--- Start of SUPPLIED ENTRIES ---
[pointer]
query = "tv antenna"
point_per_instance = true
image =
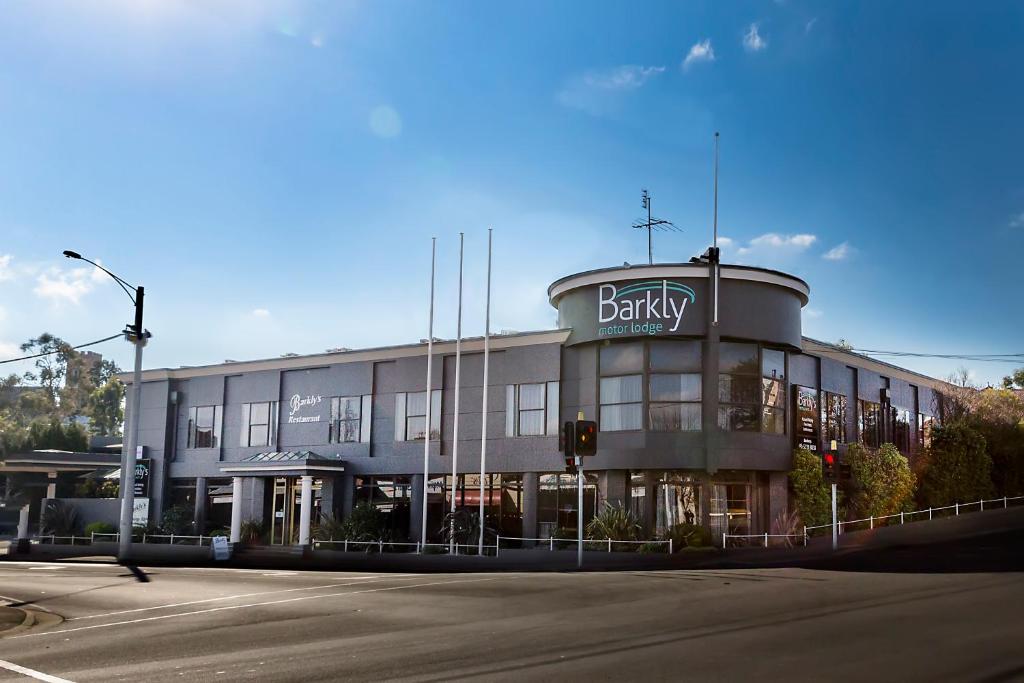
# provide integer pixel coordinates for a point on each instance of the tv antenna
(652, 224)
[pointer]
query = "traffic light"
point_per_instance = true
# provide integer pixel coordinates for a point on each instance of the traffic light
(586, 437)
(828, 469)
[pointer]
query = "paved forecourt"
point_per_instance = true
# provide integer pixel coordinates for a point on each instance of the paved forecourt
(208, 624)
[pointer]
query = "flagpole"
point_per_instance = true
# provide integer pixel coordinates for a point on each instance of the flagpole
(455, 435)
(483, 410)
(426, 435)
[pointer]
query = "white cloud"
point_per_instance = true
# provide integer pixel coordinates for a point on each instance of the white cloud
(839, 252)
(701, 51)
(385, 122)
(597, 91)
(753, 40)
(67, 286)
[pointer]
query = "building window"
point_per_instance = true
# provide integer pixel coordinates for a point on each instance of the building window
(411, 416)
(259, 424)
(674, 386)
(869, 423)
(350, 419)
(622, 387)
(901, 429)
(204, 427)
(773, 391)
(531, 410)
(834, 417)
(738, 387)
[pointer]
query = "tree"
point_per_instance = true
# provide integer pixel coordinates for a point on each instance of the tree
(810, 494)
(882, 482)
(105, 409)
(956, 467)
(1015, 380)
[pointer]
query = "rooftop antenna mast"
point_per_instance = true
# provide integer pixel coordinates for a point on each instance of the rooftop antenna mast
(652, 224)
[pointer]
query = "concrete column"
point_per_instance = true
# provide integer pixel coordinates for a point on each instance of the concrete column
(236, 509)
(200, 512)
(23, 522)
(530, 492)
(347, 494)
(305, 509)
(415, 510)
(613, 486)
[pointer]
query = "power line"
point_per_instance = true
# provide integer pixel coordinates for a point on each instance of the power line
(39, 355)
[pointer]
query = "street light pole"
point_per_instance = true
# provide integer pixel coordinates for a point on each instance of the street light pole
(135, 334)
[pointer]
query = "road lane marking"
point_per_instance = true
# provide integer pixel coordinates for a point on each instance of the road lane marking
(224, 597)
(254, 604)
(32, 673)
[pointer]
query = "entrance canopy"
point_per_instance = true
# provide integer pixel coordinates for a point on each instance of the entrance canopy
(285, 463)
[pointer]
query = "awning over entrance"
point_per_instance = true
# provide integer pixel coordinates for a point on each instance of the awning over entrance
(285, 463)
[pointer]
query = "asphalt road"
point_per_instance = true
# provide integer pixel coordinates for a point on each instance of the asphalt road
(741, 625)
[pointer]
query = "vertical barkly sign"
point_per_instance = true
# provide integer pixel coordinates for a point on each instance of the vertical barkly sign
(650, 307)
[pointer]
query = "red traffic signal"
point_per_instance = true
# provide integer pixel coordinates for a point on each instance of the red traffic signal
(586, 437)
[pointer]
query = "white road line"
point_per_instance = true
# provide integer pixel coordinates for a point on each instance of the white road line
(32, 673)
(254, 604)
(223, 597)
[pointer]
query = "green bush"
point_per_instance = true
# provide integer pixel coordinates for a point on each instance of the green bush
(687, 536)
(956, 468)
(811, 497)
(99, 527)
(881, 481)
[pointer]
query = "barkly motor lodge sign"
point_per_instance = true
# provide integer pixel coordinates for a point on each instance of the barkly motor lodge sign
(643, 308)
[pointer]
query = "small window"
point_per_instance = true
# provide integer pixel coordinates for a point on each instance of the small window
(204, 427)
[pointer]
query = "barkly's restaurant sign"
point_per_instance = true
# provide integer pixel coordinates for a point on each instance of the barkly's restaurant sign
(651, 307)
(298, 403)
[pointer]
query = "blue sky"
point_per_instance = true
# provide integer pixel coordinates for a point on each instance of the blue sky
(272, 172)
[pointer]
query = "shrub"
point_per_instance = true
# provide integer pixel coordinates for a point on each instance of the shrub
(812, 500)
(687, 536)
(60, 519)
(881, 481)
(99, 527)
(956, 468)
(613, 522)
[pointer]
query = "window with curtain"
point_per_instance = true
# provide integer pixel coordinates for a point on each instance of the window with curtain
(772, 391)
(350, 419)
(739, 387)
(531, 410)
(411, 416)
(204, 427)
(834, 417)
(674, 386)
(259, 424)
(622, 393)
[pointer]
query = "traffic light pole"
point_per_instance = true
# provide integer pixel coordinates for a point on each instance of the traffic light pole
(835, 522)
(580, 512)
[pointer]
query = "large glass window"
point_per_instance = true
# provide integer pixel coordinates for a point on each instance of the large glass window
(622, 402)
(204, 427)
(834, 417)
(531, 410)
(869, 423)
(350, 419)
(773, 391)
(738, 387)
(259, 424)
(411, 416)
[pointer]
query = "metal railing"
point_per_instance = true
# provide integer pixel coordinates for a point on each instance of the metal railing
(595, 544)
(919, 515)
(763, 539)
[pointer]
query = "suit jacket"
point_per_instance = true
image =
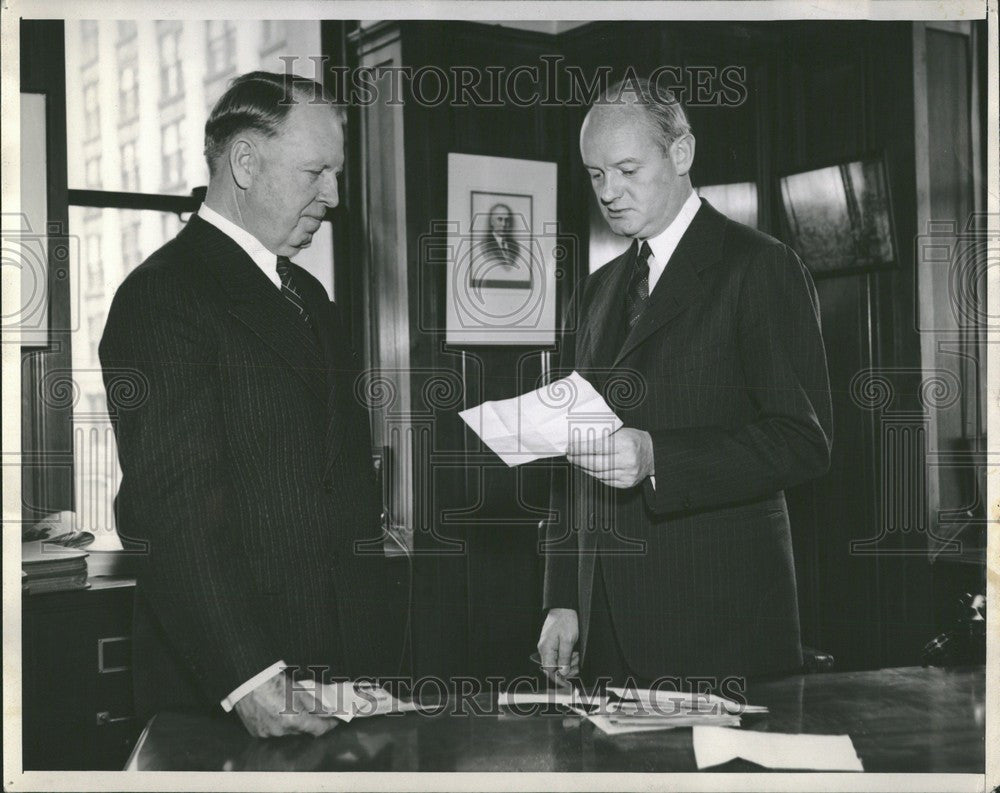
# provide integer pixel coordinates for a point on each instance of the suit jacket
(246, 476)
(727, 372)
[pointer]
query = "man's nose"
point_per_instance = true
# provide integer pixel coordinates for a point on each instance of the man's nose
(329, 193)
(610, 190)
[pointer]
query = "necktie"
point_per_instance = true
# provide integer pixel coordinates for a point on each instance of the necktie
(638, 286)
(289, 291)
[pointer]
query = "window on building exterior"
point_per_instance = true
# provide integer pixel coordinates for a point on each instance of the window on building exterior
(91, 112)
(272, 34)
(172, 159)
(88, 42)
(171, 76)
(220, 36)
(131, 252)
(93, 173)
(130, 167)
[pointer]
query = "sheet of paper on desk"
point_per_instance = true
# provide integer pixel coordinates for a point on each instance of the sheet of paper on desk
(540, 423)
(569, 698)
(619, 724)
(658, 702)
(716, 745)
(346, 702)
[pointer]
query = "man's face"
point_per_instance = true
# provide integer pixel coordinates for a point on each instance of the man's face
(499, 219)
(636, 182)
(297, 179)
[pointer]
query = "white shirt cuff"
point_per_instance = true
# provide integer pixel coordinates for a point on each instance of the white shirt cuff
(251, 684)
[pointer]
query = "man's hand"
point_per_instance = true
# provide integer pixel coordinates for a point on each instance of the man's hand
(556, 643)
(265, 711)
(622, 459)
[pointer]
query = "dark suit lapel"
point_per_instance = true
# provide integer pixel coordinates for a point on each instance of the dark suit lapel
(258, 305)
(338, 367)
(679, 287)
(596, 347)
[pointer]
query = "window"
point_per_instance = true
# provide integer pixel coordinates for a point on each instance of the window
(220, 36)
(95, 267)
(93, 171)
(130, 167)
(95, 327)
(131, 255)
(272, 34)
(171, 76)
(172, 160)
(128, 91)
(127, 30)
(91, 112)
(88, 42)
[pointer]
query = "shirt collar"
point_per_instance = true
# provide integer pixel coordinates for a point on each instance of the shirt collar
(262, 257)
(665, 243)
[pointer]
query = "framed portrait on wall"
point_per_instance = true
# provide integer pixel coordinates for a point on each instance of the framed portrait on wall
(501, 251)
(839, 218)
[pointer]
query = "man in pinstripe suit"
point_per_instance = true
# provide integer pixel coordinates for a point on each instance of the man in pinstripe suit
(246, 469)
(670, 552)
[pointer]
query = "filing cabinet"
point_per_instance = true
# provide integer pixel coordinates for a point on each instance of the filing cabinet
(77, 677)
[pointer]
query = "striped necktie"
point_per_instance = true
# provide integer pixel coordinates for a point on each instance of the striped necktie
(290, 291)
(638, 286)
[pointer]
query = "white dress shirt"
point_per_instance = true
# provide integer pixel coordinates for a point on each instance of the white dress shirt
(263, 258)
(268, 263)
(665, 243)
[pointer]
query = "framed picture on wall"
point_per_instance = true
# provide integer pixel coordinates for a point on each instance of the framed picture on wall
(501, 251)
(839, 218)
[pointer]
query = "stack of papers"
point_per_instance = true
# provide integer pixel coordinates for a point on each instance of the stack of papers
(542, 422)
(624, 710)
(348, 701)
(50, 568)
(714, 746)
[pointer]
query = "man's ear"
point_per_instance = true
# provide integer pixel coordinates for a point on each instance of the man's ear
(243, 162)
(682, 153)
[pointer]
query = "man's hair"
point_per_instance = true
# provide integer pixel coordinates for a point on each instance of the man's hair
(259, 101)
(662, 109)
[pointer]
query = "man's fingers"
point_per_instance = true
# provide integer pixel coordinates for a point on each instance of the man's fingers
(592, 461)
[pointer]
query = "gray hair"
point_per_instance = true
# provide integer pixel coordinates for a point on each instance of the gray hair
(259, 101)
(661, 108)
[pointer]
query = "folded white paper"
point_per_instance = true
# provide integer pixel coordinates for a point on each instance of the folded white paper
(566, 698)
(716, 745)
(542, 422)
(619, 724)
(345, 701)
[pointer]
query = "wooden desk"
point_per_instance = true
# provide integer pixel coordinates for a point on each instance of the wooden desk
(901, 720)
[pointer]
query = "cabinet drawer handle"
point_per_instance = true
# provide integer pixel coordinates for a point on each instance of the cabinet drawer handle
(104, 718)
(102, 668)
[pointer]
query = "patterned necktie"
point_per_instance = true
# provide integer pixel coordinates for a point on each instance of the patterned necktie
(289, 291)
(638, 286)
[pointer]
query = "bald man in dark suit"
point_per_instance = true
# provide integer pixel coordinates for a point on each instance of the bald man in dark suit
(246, 467)
(670, 552)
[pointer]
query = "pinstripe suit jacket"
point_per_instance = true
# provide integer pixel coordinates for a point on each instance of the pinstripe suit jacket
(727, 372)
(247, 476)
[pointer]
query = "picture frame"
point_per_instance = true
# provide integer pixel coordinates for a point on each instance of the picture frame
(839, 217)
(501, 252)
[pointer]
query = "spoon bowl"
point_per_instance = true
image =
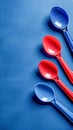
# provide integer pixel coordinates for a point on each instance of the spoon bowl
(59, 18)
(48, 69)
(51, 45)
(44, 93)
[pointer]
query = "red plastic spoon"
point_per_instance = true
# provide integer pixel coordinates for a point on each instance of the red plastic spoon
(52, 47)
(49, 71)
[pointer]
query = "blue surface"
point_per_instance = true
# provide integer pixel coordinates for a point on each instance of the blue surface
(22, 27)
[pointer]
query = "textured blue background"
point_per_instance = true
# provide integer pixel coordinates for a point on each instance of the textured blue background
(23, 23)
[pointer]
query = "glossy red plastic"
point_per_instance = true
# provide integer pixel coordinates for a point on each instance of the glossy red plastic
(50, 72)
(52, 47)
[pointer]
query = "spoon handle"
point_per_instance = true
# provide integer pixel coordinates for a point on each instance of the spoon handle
(68, 39)
(67, 70)
(64, 111)
(66, 90)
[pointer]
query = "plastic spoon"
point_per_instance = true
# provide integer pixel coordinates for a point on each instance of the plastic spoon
(50, 72)
(59, 19)
(53, 47)
(46, 94)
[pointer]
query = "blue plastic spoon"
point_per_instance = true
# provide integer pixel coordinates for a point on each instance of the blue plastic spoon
(46, 94)
(59, 19)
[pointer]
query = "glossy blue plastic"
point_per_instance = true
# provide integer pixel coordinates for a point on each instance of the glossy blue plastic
(59, 19)
(46, 94)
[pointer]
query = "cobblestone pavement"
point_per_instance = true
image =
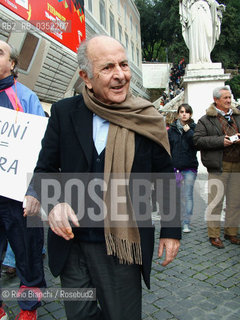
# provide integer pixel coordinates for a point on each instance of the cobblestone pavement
(202, 283)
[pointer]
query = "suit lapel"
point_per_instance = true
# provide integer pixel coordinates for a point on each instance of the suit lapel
(82, 124)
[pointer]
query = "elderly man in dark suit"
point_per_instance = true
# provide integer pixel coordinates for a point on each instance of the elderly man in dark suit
(105, 130)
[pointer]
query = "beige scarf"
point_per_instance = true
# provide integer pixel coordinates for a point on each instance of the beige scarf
(132, 115)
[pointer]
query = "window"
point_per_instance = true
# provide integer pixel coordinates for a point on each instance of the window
(119, 32)
(138, 57)
(90, 5)
(126, 41)
(112, 24)
(132, 45)
(119, 6)
(27, 51)
(125, 14)
(102, 13)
--- End of SUPPLIED ENTRIES ---
(SHORT TASK) Update the data starting at the beginning and ending at the line containing "(1015, 380)" by changing "paved forecourt" to "paved plaza" and keeping everything else the same. Leave the pictures out of your answer.

(EXPECTED ANSWER)
[pointer]
query = "tv antenna"
point_per_instance = true
image =
# provide integer pixel coordinates for a point on each instance of the tv antenna
(652, 224)
[pointer]
query = "traffic light"
point_per_instance = true
# provide integer pixel coordinates for a point on each instance of the traffic light
(586, 437)
(828, 469)
[pointer]
query = "paved plaza"
point_per_instance = true
# provide integer pixel coordinates for a point on each instance of the paved plaza
(208, 624)
[pointer]
query = "flagpole"
point_per_instance = true
# provide integer pixel coordinates for a point on each instance of the flagpole
(455, 435)
(483, 410)
(426, 435)
[pointer]
query = "white cloud"
point_per_instance = true
# provide integer pixel coordinates for a point on each instance of the white cloud
(839, 252)
(701, 51)
(385, 122)
(597, 91)
(753, 40)
(67, 286)
[pointer]
query = "building window"
point_per_instance = true
# provide integer pixel coordinates for a point on each instance of the building window
(411, 416)
(259, 424)
(674, 386)
(869, 423)
(350, 419)
(622, 387)
(901, 429)
(204, 427)
(773, 391)
(531, 410)
(834, 417)
(738, 387)
[pointer]
query = "tree"
point_per_instance = true
# provide integer pixel coordinates for a point on each instance of the tree
(810, 494)
(882, 482)
(105, 409)
(956, 467)
(1015, 380)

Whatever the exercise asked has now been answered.